TO BE DONE =>
a: Read the wedding dress shopping post and say whether each statement agrees with it: (i) The couple is planning a large wedding. (ii) The color scheme is burgundy and silver. (iii) The future mother-in-law picked a dark purple dress with ruffles and a train. Answer yes or no for each and quote the words from the post that decide it.
b: In the wedding dress shopping post, why does the future mother-in-law say she will not wear champagne?

We're having a very small and intimate wedding.  I only have three bridesmaids - my moh, and my two little sister in laws to be.  We go dress shopping today, and my FMIL says she wants to come also since she needs a dress for a different wedding she is going to in April.  Sounds good right?  WRONG!!! 

From the moment we walked into the first bridal store for dresses, I knew we were doomed.  My FMIL asked me what my color scheme was - burgundy and champange.  She starts looking at BRIDESMAIDS DRESSES!! Then she says, I am not going to wear champange because it makes me look fat....omg!!! She wants to look like a bridesmaid?!??!!?! 

I begin to KINDLY explain that is not exactly how I would like her to look at MY wedding, the dresses she was looking at were not exactly age appropriate, nor decent.  She actually picked a dark purple, almost plum colored mermaid type dress with ruffles and a train!!!  <- seriously? 

I had to leave the store, because they attendant was even encouraging her and telling her she could wear whatever she wanted.  Okay...maybe I'm being a bridezilla, but I told her MY MOM should be dressed awesome because it's ME getting married, and that she should spend about $500 for a dress when HER daughters are getting married...but NOOOOOOO....she didn't seem to understand.

GIVEN INFORMATION =>
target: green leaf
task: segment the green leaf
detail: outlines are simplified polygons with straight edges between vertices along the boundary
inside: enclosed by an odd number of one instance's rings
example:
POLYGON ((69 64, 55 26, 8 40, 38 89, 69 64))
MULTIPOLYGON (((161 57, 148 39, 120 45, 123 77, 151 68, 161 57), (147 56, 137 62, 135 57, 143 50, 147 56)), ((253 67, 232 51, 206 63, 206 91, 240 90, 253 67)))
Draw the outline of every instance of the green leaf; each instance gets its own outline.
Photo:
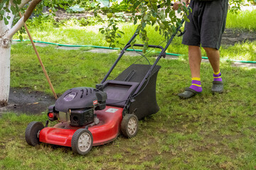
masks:
POLYGON ((0 11, 0 15, 4 16, 4 10, 0 11))
POLYGON ((23 40, 23 37, 22 37, 22 35, 19 35, 18 38, 21 40, 21 41, 22 41, 22 40, 23 40))
POLYGON ((15 7, 14 6, 11 6, 11 11, 13 13, 16 13, 16 10, 15 8, 15 7))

ANSWER LIST =>
a:
(i) No: "We're having a very small and intimate wedding."
(ii) No: "burgundy and champange"
(iii) Yes: "She actually picked a dark purple, almost plum colored mermaid type dress with ruffles and a train"

b: She says it makes her look fat.